EXTRACT TO READ:
┏━━

Shem must undergo a complete and painstaking purgation of his sins and faults and endeavour to absolve and vindicate himself through his art. Shaun characterises the process of making ink, or writing, as scatological, and Shem ‘through the bowels of his misery’ is ‘the alshemist’ who becomes ‘transaccidentated’ into his art, for amidst the self-mockery Joyce is setting forth a profound and decidely original principle of artistic creativity. First, however, I must say something concerning transaccidentation. In medieval philosophy an accident is an attribute that may or may not belong to a subject, without affecting its essence, were you to lose one of your essential properties rather than one of your accidental properties (becoming a defective organism) you would no longer be you. To put it into the terminology of modality an essential property of an object is a property that it must have, while an accidental property of an object is one that it merely happens to have but that it could not have had. In Catholicism, transubstantiation refers to the miraculous transformation of the substance, but not of the accidents, the accidents being the appearance, of bread and wine into the body and blood of Christ during the sacrament of the Eucharist. In transaccidentation, however, a term first introduced by Duns Scotus, (c. 1266–1308), it is the accidents of the Eucharistic bread and wine that are changed into the body and blood of Christ at the moment of their consecration.

Shaun thus exploits the term to describe the Eucharistic doctrine of artistic creation whereby Shem’s appearance or ‘bodily getup’ (his accidents) is transmuted into the accidents or appearance of ink or words, within which Shem’s spiritual substance continues to dwell, for the notions that are behind the term transaccidentation are used to give expression to Joyce’s remarkable insight into the act of literary creation and into the artist’s relation to art; as the artist in producing words is ‘transaccidentated through the slow fires of consciousness in to a divided chaos, perilous, potent, common to allflesh, human only, mortal’, and through these words is thereby present to every reader. The Eucharistic metaphor appears elsewhere in Joyce’s work, in ‘A Portrait of the Artist as a Young Man’ the artist is equated with ‘a priest of eternal imagination, transmuting the daily bread of experience into the radiant body of everliving life’. But in the Wake the Eucharistic imagery attains to a significantly higher level with this use of the term transaccidentation, for now, and somewhat paradoxically, the artist, who must deal with that which is intrinsically human, and therefore with that which is mortal, achieves an everlasting presence in the creation of his or her art and invites all who partake in it to share in a thoroughly extreme and transforming type of liberty that goes well beyond temporal restrictions.

┗━━

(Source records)
┏━━

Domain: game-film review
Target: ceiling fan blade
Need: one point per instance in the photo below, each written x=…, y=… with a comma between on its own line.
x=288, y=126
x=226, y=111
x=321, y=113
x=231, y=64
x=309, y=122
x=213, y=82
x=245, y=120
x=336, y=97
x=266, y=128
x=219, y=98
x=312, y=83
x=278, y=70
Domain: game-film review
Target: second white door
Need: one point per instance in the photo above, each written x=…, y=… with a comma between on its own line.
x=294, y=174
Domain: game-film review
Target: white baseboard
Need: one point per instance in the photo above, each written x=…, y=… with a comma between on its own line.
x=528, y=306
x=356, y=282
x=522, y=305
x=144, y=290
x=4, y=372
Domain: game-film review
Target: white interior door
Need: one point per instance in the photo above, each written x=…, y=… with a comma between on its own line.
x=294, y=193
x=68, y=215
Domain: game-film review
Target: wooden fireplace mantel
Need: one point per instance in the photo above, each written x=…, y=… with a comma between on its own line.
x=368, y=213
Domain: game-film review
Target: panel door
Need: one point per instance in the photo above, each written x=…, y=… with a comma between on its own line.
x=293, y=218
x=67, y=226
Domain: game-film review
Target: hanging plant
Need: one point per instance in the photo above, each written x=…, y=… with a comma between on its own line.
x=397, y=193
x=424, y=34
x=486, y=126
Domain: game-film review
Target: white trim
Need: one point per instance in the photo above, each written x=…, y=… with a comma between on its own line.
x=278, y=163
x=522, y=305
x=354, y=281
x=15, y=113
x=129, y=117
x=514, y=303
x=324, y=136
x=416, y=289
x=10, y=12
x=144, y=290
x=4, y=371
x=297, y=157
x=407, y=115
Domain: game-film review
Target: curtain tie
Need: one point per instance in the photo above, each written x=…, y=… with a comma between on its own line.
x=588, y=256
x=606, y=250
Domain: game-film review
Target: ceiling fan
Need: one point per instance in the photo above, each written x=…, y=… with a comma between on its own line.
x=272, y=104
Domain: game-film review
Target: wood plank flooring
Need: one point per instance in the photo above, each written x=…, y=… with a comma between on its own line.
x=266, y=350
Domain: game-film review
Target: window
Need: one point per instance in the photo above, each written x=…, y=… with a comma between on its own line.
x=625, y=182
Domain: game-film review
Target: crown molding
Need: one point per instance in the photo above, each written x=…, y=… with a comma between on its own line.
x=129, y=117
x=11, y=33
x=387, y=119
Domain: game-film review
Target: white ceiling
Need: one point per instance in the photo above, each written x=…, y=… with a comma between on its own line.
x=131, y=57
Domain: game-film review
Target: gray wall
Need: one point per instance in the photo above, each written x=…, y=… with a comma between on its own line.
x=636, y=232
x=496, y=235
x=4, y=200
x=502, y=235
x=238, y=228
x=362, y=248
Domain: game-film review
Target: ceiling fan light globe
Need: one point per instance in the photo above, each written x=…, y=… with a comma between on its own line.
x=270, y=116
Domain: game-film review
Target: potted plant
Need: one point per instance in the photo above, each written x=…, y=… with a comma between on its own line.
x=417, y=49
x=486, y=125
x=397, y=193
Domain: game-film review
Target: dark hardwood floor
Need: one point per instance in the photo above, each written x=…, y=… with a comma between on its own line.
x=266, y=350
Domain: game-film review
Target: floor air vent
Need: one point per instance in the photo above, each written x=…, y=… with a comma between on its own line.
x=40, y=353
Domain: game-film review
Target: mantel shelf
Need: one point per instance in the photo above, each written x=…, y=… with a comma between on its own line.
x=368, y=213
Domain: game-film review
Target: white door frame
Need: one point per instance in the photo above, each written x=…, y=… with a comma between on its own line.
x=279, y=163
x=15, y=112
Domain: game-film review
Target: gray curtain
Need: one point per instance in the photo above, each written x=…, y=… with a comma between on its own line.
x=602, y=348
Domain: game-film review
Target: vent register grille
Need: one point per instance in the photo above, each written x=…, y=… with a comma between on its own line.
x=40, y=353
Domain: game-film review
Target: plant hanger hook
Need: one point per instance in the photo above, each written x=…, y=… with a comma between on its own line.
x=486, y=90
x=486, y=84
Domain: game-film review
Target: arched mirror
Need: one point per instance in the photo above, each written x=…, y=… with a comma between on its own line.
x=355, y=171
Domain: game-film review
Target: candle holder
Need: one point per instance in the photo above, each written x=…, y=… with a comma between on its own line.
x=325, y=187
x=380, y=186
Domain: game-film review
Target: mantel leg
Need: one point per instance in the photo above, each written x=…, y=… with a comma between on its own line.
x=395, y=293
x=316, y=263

┗━━

WHAT TO WORK ON:
1. Answer these questions from the passage on transaccidentation:
(a) Who first introduced the term transaccidentation?
(b) In Catholicism, which part of the bread and wine does transubstantiation change?
(c) In "A Portrait of the Artist as a Young Man," what is the artist equated with?
2. Decide whether each statement agrees with the passage on transaccidentation, and quote the words that settle it:
(a) Transubstantiation transforms the accidents of the bread and wine.
(b) Shaun treats the making of ink, or writing, as scatological.
(c) Joyce uses the Eucharistic metaphor only in the Wake.
3. Carry on the passage on transaccidentation from its final sentence.
This material has no connection to the passage on transaccidentation.

RESULTS OF THE EXERCISE:
1.
(a) Duns Scotus.
(b) The substance, but not the accidents.
(c) "a priest of eternal imagination, transmuting the daily bread of experience into the radiant body of everliving life."

2.
(a) No: "the miraculous transformation of the substance, but not of the accidents"
(b) Yes: "Shaun characterises the process of making ink, or writing, as scatological"
(c) No: "The Eucharistic metaphor appears elsewhere in Joyce’s work"

3.
Take heed as we plunge into the question of contradictory existence and of how an animal can endure contradiction, of how an animal organism can continue to exist as a member of its kind while failing to correspond to the concept or kind to which it belongs, an existence in disagreement with itself whereby an animal exists as an exemplars of a kind with which it does not correspond. Put forward whatever moral arguments in support of animal rights you like, and I have covered many in this series, they will be met with counter-arguments, and all both for and against trade upon vague concepts to such a degree that we are not always even sure if what we are talking about is to do with moral issues at all. But now we are in the realm of logical contradiction wherein it can be demonstrated that denying rights to animals is illogical and hence irrational, issues of sentiment, (a common charge against animal rights advocates), comes into it not at all, and who can argue against logic?

‘Tierschicksale’, (‘The fate of the animals’), 1913, Franz Marc

In the instance of lead, to continue with the alchemical theme, its concept or kind consists in a certain chemical structure and if an alleged piece of lead does not correspond to its concept or if it has a chemical structure other than that of lead, that of gold let us say, then the piece of metal in question is not lead at all.

‘What belongs to external nature is destroyed by contradiction; if, for example, gold were given a different specific gravity from what it has, it would have to perish as gold. But mind has the power to preserve itself in contradiction and, therefore, in pain (pain aroused by evil, as well as by the disagreeable) . Ordinary logic is, therefore, in error in supposing that mind is something that completely excludes contradiction from itself. On the contrary, all consciousness contains a unity and a separation, hence a contradiction. Thus, for example, the representation of house is something completely contradictory to my I and yet endured by it. But contradiction is endured by mind, because mind contains no determination that it does not recognize as a determination posited by itself and consequently as a determination that it can also sublate again. This power over all the content present in it forms the basis of the freedom of mind.6 But in its immediacy, mind is free only implicitly, in concept or possibility, not yet in actuality; actual freedom is thus not something that is immediately in the mind but something to be produced by mind’s activity. So in science we have to regard mind as the producer of its freedom. The entire development of the concept of mind displays only mind’s freeing of itself from all the forms of its reality which do not correspond to its concept: a liberation which comes about by the transformation of these forms into an actuality perfectly adequate to the concept of mind’.

- ‘Philosophy of Spirit’

There is thus no defective gold just as, I may add, there is no defective lead. By contrast an animal organism can be defective in that it has a malfunctioning liver to return to the matter of distillation above, well the human animal is certainly noted for harming its liver, and thereby failing to correspond to its concept while nevertheless continuing to exist as a specimen of that concept or kind. This difference between inorganic and organic nature may be accounted for by considering a current animal organism with a malfunctioning liver still as an organism of its kind in that it exists and its parts exist and have or lack certain specific causal roles on account of its being the product of organisms of the same kind or species, a species that could not have survived and reproduced without its parts fulfilling certain causal roles, for instance, without livers cleansing the organisms’ blood. A question arises as to how far can a thing’s failure to correspond to its concept extends before it stops belonging to that concept altogether, or to put it another way, how defective an organism can be before it stops counting as an instance of its kind. Maybe an organism no matter how defective or malfunctioning counts as a member of its kind insofar as it is brought about as the result of the reproduction of other members of the species.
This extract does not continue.